(Saved data entries)

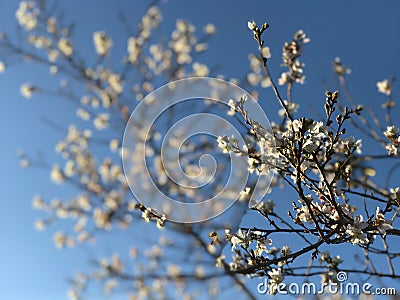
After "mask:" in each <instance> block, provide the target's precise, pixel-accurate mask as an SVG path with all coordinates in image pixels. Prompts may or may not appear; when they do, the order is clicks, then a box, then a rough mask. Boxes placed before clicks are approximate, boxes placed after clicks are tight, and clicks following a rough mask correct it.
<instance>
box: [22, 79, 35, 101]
mask: <svg viewBox="0 0 400 300" xmlns="http://www.w3.org/2000/svg"><path fill="white" fill-rule="evenodd" d="M19 91H20V92H21V95H22V96H23V97H24V98H25V99H30V98H31V97H32V94H33V93H34V92H35V91H37V88H36V87H35V86H33V85H31V84H29V83H24V84H23V85H21V87H20V89H19Z"/></svg>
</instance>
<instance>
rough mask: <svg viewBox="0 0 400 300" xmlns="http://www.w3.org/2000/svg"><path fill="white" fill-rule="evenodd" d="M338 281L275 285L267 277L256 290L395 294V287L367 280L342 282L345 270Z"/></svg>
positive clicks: (292, 283) (283, 293) (258, 284)
mask: <svg viewBox="0 0 400 300" xmlns="http://www.w3.org/2000/svg"><path fill="white" fill-rule="evenodd" d="M337 279H338V283H321V284H319V285H317V284H315V283H313V282H305V283H294V282H293V283H290V284H286V283H283V282H281V283H279V284H277V285H275V286H272V285H271V284H268V278H265V279H264V281H262V282H260V283H259V284H258V285H257V292H258V293H260V294H266V293H268V292H270V291H271V290H274V291H276V293H277V294H280V295H320V294H325V293H326V294H341V295H361V294H366V295H396V288H393V287H381V288H374V287H373V285H372V284H371V283H369V282H365V283H362V284H360V283H357V282H344V281H345V280H347V274H346V273H345V272H339V273H338V274H337Z"/></svg>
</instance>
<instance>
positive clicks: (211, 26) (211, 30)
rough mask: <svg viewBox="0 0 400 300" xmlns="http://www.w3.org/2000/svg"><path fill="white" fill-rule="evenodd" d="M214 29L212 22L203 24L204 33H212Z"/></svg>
mask: <svg viewBox="0 0 400 300" xmlns="http://www.w3.org/2000/svg"><path fill="white" fill-rule="evenodd" d="M216 31H217V30H216V28H215V26H214V24H212V23H208V24H207V25H206V26H204V32H205V33H206V34H214V33H215V32H216Z"/></svg>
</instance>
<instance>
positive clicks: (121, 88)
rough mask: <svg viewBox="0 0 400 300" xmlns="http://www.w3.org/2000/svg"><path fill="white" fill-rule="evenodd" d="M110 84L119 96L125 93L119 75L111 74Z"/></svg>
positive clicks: (112, 87) (109, 78) (108, 83)
mask: <svg viewBox="0 0 400 300" xmlns="http://www.w3.org/2000/svg"><path fill="white" fill-rule="evenodd" d="M108 84H109V85H110V86H111V88H112V89H113V90H114V91H115V92H116V93H118V94H121V93H122V91H123V88H122V83H121V78H120V76H119V75H118V74H111V75H110V76H109V77H108Z"/></svg>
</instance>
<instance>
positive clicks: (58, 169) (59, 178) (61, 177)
mask: <svg viewBox="0 0 400 300" xmlns="http://www.w3.org/2000/svg"><path fill="white" fill-rule="evenodd" d="M50 178H51V180H52V181H53V182H55V183H62V182H63V181H64V175H63V173H62V172H61V168H60V166H59V165H53V168H52V169H51V172H50Z"/></svg>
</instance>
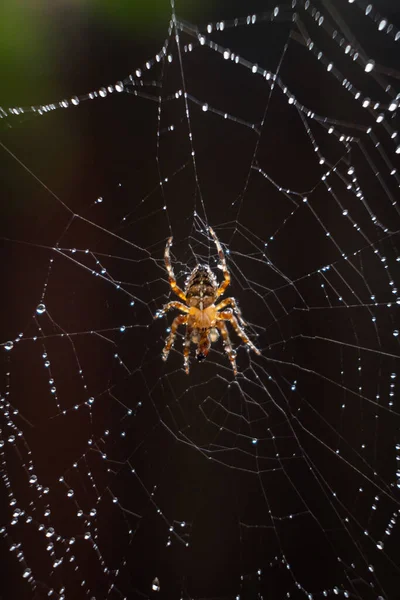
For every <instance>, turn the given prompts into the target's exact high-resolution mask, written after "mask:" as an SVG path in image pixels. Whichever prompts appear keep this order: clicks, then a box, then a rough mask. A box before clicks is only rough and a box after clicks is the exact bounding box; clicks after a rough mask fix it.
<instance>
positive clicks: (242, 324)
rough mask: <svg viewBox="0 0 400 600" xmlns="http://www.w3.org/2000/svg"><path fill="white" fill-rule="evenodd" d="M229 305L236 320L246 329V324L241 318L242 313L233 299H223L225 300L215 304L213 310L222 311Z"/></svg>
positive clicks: (223, 300)
mask: <svg viewBox="0 0 400 600" xmlns="http://www.w3.org/2000/svg"><path fill="white" fill-rule="evenodd" d="M229 305H230V306H232V308H233V310H234V311H235V312H236V315H237V318H238V319H239V322H240V324H241V325H242V327H246V324H247V323H246V321H245V320H244V319H243V317H242V311H241V310H240V308H239V307H238V305H237V302H236V300H235V298H225V300H222V302H220V303H219V304H217V305H216V307H215V308H216V309H217V310H222V309H223V308H225V307H226V306H229Z"/></svg>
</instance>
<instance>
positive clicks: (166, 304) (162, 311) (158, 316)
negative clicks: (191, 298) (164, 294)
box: [154, 300, 190, 319]
mask: <svg viewBox="0 0 400 600" xmlns="http://www.w3.org/2000/svg"><path fill="white" fill-rule="evenodd" d="M171 308H177V309H178V310H180V311H181V312H184V313H188V312H189V310H190V309H189V308H188V307H187V306H185V305H184V304H182V302H178V300H173V301H172V302H168V304H164V306H163V307H162V308H161V309H160V310H158V311H157V312H156V314H155V315H154V318H155V319H159V318H160V317H162V316H164V315H165V313H167V312H168V311H169V310H171Z"/></svg>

__What the task requires__. Output each entry above word for word. The pictures stay out.

__Written answer__.
After "mask:" in each <instance> block, provide the target's precise, pixel-accurate mask as an SVG path with all coordinates in image pixels. Prompts may or may not appear; when they do, the order is clicks, then a box, then a rough mask. Boxes placed before clicks are approximate, boxes placed after clicks are tight, and clicks following a rough mask correct it.
<instance>
box: [22, 79, 35, 101]
mask: <svg viewBox="0 0 400 300" xmlns="http://www.w3.org/2000/svg"><path fill="white" fill-rule="evenodd" d="M19 91H20V92H21V95H22V96H23V97H24V98H25V99H30V98H31V97H32V94H33V93H34V92H35V91H37V88H36V87H35V86H33V85H31V84H29V83H24V84H23V85H21V87H20V89H19Z"/></svg>
</instance>
<instance>
rough mask: <svg viewBox="0 0 400 300" xmlns="http://www.w3.org/2000/svg"><path fill="white" fill-rule="evenodd" d="M338 281L275 285L267 277L256 290L395 294V287L367 280L342 282L345 270Z"/></svg>
positive clicks: (292, 283) (283, 293) (258, 284)
mask: <svg viewBox="0 0 400 300" xmlns="http://www.w3.org/2000/svg"><path fill="white" fill-rule="evenodd" d="M337 279H338V283H321V284H319V285H317V284H315V283H313V282H305V283H294V282H293V283H290V284H286V283H283V282H281V283H279V284H277V285H275V286H272V285H271V284H268V278H265V279H264V281H262V282H260V283H259V284H258V285H257V292H258V293H260V294H266V293H268V292H270V291H271V290H274V291H276V293H277V294H280V295H320V294H325V293H326V294H341V295H361V294H366V295H396V288H393V287H381V288H374V287H373V285H372V284H371V283H369V282H365V283H362V284H360V283H357V282H344V281H345V280H347V274H346V273H345V272H339V273H338V274H337Z"/></svg>
</instance>
<instance>
positive clicks: (211, 26) (211, 30)
rough mask: <svg viewBox="0 0 400 300" xmlns="http://www.w3.org/2000/svg"><path fill="white" fill-rule="evenodd" d="M214 29L212 22L203 24L204 33H212Z"/></svg>
mask: <svg viewBox="0 0 400 300" xmlns="http://www.w3.org/2000/svg"><path fill="white" fill-rule="evenodd" d="M216 31H217V30H216V28H215V26H214V24H212V23H208V24H207V25H206V26H204V32H205V33H206V34H214V33H215V32H216Z"/></svg>
</instance>
<instance>
positive clicks: (121, 88)
rough mask: <svg viewBox="0 0 400 300" xmlns="http://www.w3.org/2000/svg"><path fill="white" fill-rule="evenodd" d="M110 84L119 96L125 93L119 75L111 74Z"/></svg>
positive clicks: (112, 87) (109, 78) (108, 83)
mask: <svg viewBox="0 0 400 300" xmlns="http://www.w3.org/2000/svg"><path fill="white" fill-rule="evenodd" d="M108 84H109V85H110V86H111V88H112V89H113V90H114V91H115V92H116V93H118V94H121V93H122V91H123V88H122V83H121V78H120V76H119V75H118V74H111V75H110V76H109V77H108Z"/></svg>
</instance>
<instance>
positive clicks: (58, 169) (59, 178) (61, 177)
mask: <svg viewBox="0 0 400 300" xmlns="http://www.w3.org/2000/svg"><path fill="white" fill-rule="evenodd" d="M50 178H51V180H52V181H53V182H55V183H62V182H63V181H64V175H63V173H62V172H61V168H60V166H59V165H53V168H52V169H51V172H50Z"/></svg>
</instance>
For every <instance>, turn the given prompts into the target's exact high-resolution mask, written after "mask:" as an SVG path in image pixels. Whichever prompts appear keep this order: clicks, then a box, then a rough mask. A box before clicks is only rough and a box after clicks is the exact bounding box; clicks after a rough mask fix it.
<instance>
positive clicks: (242, 324)
rough mask: <svg viewBox="0 0 400 600" xmlns="http://www.w3.org/2000/svg"><path fill="white" fill-rule="evenodd" d="M229 305L236 320L246 329V324L241 318L242 313L233 299H223L225 300L215 304L213 310L222 311Z"/></svg>
positive clicks: (223, 300)
mask: <svg viewBox="0 0 400 600" xmlns="http://www.w3.org/2000/svg"><path fill="white" fill-rule="evenodd" d="M229 305H230V306H232V308H233V310H234V311H235V312H236V315H237V318H238V319H239V322H240V324H241V325H242V327H246V324H247V323H246V321H245V320H244V319H243V317H242V311H241V310H240V308H239V307H238V305H237V302H236V300H235V298H225V300H222V302H220V303H219V304H217V305H216V307H215V308H216V309H217V310H222V309H223V308H225V307H226V306H229Z"/></svg>
</instance>
<instance>
positive clicks: (166, 304) (162, 311) (158, 316)
negative clicks: (191, 298) (164, 294)
box: [154, 300, 190, 319]
mask: <svg viewBox="0 0 400 600" xmlns="http://www.w3.org/2000/svg"><path fill="white" fill-rule="evenodd" d="M171 308H177V309H178V310H180V311H181V312H184V313H188V312H189V310H190V309H189V308H188V307H187V306H185V305H184V304H182V302H178V300H173V301H172V302H168V304H164V306H163V307H162V308H161V309H160V310H158V311H157V312H156V314H155V315H154V318H155V319H159V318H160V317H162V316H164V315H165V313H167V312H168V311H169V310H171Z"/></svg>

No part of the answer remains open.